# Some pictures of my new baby!.



## davebeech (Feb 11, 2006)

she is abolutely gorgeous !!! and congratulations


----------



## magiclover (Apr 22, 2008)

Congratulations! She is absolutely adorable.


----------



## goldensrbest (Dec 20, 2007)

She is just beautiful, want to cuddle up to her.


----------



## CAROLINA MOM (May 12, 2009)

Congratulations, she's beautiful and so adorable. I love the color of the collar you have on her-any bright color would look great on her stunning black coat.


----------



## Joanne & Asia (Jul 23, 2007)

Congratulations! She is so pretty and looks very sweet.


----------



## Rainheart (Nov 28, 2010)

Wow, she is a beautiful! Congrats on your new addition!


----------



## Karen519 (Aug 21, 2006)

*Gaia*

Your Gaia is absolutely beautiful! Congratulations!!

I love the hot pink collar!!!


----------



## Ranger (Nov 11, 2009)

She is beautiful!! Luckily, any colour looks gorgeous on a black coat! 

I'll be the first to admit sometimes I wish Ranger was a girl so I could get collars like these for him:
























From personal opinion, I stay away from anything too dark since the collar will just blend in. I like collars to POP against a black coat! So I try to stay away from browns, navy, black, etc. I do have one royal blue collar, but it's got a bunch of bright flowers on it. I also found out that royal purple looks amazing on black coats, too...I just can't quite bring myself to buy anything purple for ranger! (Not yet, anyway).

Your little gal is just too cute! I love her!


----------



## Stretchdrive (Mar 12, 2011)

CAROLINA MOM said:


> Congratulations, she's beautiful and so adorable. I love the color of the collar you have on her-any bright color would look great on her stunning black coat.

### [Required actions]
A) Return every line of the listing that contains the string "street", and treat uppercase and lowercase letters as different.
B) Go on with the forum thread congratulating the poster on the new baby pictures, starting right after the last line shown.

### [Records for this exercise]

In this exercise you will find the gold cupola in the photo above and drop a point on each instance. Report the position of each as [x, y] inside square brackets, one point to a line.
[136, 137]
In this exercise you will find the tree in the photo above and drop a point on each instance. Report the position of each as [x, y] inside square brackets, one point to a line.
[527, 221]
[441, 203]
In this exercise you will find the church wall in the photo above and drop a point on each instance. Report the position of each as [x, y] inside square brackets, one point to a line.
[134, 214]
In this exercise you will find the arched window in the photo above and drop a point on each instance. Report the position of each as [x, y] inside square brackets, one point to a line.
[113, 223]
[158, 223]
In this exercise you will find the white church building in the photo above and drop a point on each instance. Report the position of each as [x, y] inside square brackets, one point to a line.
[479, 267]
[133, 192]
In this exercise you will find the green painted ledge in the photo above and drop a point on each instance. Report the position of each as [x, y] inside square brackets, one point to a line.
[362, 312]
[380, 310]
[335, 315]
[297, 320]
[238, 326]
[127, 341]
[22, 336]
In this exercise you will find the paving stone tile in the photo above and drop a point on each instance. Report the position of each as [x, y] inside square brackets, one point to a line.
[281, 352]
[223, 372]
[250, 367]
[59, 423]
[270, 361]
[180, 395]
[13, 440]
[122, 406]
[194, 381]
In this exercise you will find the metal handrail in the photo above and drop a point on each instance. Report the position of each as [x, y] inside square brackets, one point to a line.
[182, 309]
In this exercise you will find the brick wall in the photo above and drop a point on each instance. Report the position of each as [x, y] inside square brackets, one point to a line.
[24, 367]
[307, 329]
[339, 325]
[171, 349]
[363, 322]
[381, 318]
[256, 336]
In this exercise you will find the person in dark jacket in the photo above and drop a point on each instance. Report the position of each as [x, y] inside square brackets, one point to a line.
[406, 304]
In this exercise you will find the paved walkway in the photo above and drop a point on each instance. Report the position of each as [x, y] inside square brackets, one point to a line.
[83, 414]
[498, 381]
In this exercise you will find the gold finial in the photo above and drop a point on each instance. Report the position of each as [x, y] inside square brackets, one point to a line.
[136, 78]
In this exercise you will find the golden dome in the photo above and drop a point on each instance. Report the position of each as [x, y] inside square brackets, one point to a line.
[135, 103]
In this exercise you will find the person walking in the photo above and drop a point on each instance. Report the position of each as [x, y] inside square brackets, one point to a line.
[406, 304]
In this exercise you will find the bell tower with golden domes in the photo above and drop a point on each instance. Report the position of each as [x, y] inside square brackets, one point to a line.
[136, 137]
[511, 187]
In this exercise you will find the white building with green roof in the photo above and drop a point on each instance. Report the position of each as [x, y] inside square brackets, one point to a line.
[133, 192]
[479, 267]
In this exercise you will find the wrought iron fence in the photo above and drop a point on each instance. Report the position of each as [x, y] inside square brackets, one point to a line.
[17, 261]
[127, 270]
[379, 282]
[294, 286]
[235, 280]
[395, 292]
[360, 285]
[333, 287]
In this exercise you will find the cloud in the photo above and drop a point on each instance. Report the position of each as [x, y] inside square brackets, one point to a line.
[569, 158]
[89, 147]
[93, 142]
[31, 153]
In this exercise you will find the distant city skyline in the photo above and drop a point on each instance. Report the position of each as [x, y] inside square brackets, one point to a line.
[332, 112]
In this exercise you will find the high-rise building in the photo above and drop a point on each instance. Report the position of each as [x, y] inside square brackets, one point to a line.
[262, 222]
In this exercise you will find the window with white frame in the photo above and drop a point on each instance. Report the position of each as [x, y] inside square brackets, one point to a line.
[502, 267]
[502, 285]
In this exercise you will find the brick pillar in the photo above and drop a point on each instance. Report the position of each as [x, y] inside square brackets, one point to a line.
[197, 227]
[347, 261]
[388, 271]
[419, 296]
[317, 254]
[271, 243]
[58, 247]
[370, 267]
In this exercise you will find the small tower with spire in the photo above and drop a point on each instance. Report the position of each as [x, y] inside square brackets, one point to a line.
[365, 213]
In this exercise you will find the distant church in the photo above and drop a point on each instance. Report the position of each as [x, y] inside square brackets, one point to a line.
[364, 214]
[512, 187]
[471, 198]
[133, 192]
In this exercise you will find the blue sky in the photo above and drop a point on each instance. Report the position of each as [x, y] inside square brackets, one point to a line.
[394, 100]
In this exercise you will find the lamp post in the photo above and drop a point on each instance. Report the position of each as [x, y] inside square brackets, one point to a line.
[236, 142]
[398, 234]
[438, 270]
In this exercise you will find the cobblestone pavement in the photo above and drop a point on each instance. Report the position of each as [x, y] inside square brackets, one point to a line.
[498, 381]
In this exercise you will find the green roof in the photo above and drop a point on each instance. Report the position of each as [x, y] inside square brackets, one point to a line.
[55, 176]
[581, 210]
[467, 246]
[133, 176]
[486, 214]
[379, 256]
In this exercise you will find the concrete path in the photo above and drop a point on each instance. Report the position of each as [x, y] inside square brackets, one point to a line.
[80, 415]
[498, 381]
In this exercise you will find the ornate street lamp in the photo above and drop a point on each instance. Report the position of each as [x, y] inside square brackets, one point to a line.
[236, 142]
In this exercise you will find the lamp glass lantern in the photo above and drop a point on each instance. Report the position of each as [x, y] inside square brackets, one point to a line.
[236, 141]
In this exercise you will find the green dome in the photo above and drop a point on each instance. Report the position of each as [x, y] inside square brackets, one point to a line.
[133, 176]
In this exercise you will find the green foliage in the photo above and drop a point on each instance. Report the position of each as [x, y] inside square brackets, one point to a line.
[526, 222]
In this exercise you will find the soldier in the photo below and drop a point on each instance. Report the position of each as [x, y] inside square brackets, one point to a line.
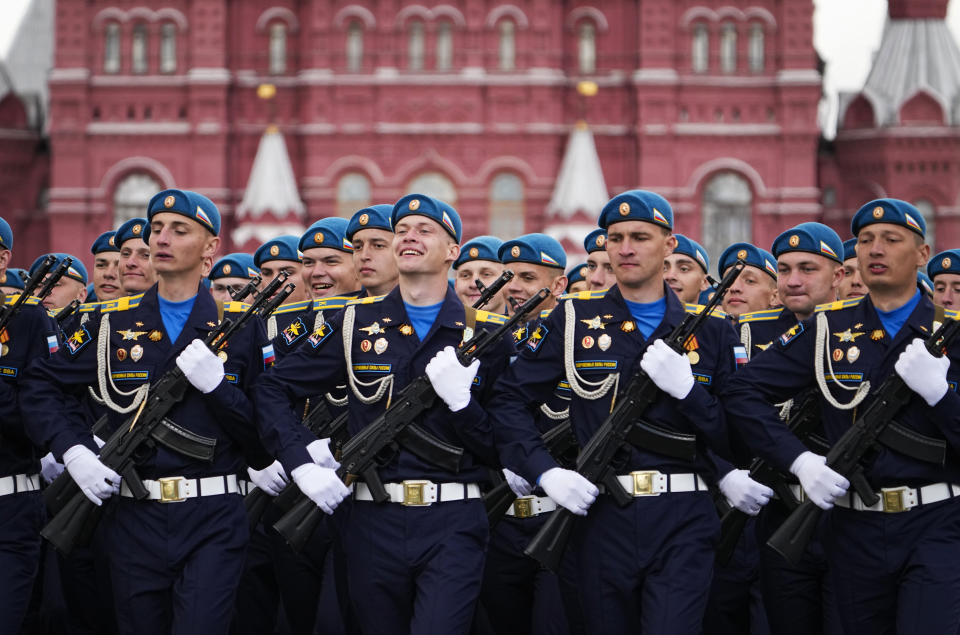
[685, 270]
[645, 567]
[231, 274]
[944, 269]
[328, 259]
[892, 564]
[175, 557]
[29, 335]
[478, 260]
[106, 268]
[414, 564]
[852, 284]
[599, 272]
[755, 289]
[137, 273]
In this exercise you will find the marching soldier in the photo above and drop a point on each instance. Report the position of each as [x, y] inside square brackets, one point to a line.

### [Results in order]
A)
In this exercise you will find the ornate street lamp in the photo above and drop a point on each instance. Report the position of each as [x, y] inside square brackets, one point to a line.

B)
I totally agree!!


----------



## Jax's Mom (Oct 16, 2009)

Look at that gorgeous pup!! Congratulations.


----------



## Katie and Paddy's Mum (Mar 31, 2010)

She is absolutely precious!! I love Ranger's selections for collars!! I personally think anything would work for your little beauty!

I can't wait to see more pics!! I bet people in the train were just mesmerized by her! I know I would have been!

Kim


----------



## HovawartMom (Aug 10, 2006)

Ranger:
I love the blue collar as well as the last one!.Where did you get them?.


----------



## Ranger (Nov 11, 2009)

The first were from collarmania in the ready to wear section but you can get custom made ones where you pick the fabric, width, hardware and martingale/buckle/etc. The website is Collar Mania Custom Dog Collars - Home and the blue one is under the ready to wear tab, but if it's the wrong size, you can get it custom made.

The last two were from 2 Hounds Design: 2 Hounds Design

I bought 5 collars from 2 Hounds and the quality is amazing!! The collars look great on the website, but even better in real life. I've had most of Ranger's for over a year now and there's no sign of wear or tear at all.

I'm going to keep haunting this thread...I can't stop looking at those adorable puppy pics!!


----------



## C's Mom (Dec 7, 2009)

She is adorable. Love the red collar on her.


----------



## HovawartMom (Aug 10, 2006)

Ranger:thanks for the sites,they have a lot of nice collars,there!.
Here is a new one:


----------



## Selli-Belle (Jan 28, 2009)

She is soooo adorable. Will she get more tan markings as she gets older?


----------



## Karen519 (Aug 21, 2006)

*Wow!!*

Your GAIA is just ADORABLE!!!!

Are Hovawarts similar in personality to Goldens?


----------



## Kelley3204 (Apr 9, 2011)

Shes beautiful Congratulations


----------



## HovawartMom (Aug 10, 2006)

Selli-Belle said:


> She is soooo adorable. Will she get more tan markings as she gets older?


She is,completly,black which is one of the 3 colors of the Hovawart.
The % of colors go like this:
Black/tan:60%
Blond:30%
Black:10%



Karen519 said:


> Your GAIA is just ADORABLE!!!!
> Are Hovawarts similar in personality to Goldens?


Thanks!.
With the family,they are like goldens but in character,they are similar to the GSD.



Kelley3204 said:


> Shes beautiful Congratulations


Thanks!.She is a wonderful pup and can't wait to show her as I know she'll do well!.


----------



## AcesWild (Nov 29, 2008)

what a cute little land shark!


----------



## janine (Aug 8, 2009)

What a beautiful girl. What is she eating in the first picture, looks like siding off a house


----------



## Ranger (Nov 11, 2009)

You're very welcome! I am always looking for new collars for Ranger so glad i was able to help!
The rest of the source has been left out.